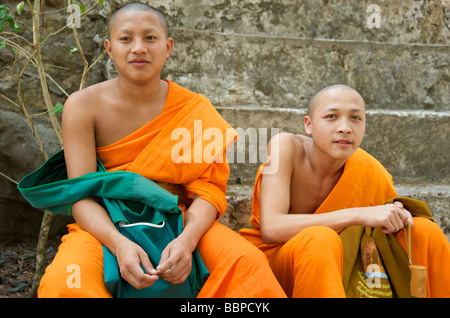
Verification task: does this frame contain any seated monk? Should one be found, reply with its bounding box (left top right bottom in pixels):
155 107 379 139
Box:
38 3 286 297
240 85 450 297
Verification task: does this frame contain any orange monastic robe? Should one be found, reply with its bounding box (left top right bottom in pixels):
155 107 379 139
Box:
38 82 286 297
240 149 450 297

****************

WRITTEN REQUEST
Which lines in the listing above include the string "pixels"? Copy each of those lines out in full.

THE COMPLETED TASK
Verification task: does this frame contain any seated monk? Should one be found, reply with its bounding box (left top right bottom in pixels):
Verification task: does this frame contain any orange monastic robe? Should one be found, reply with its bounding box (left top right bottom in pixels):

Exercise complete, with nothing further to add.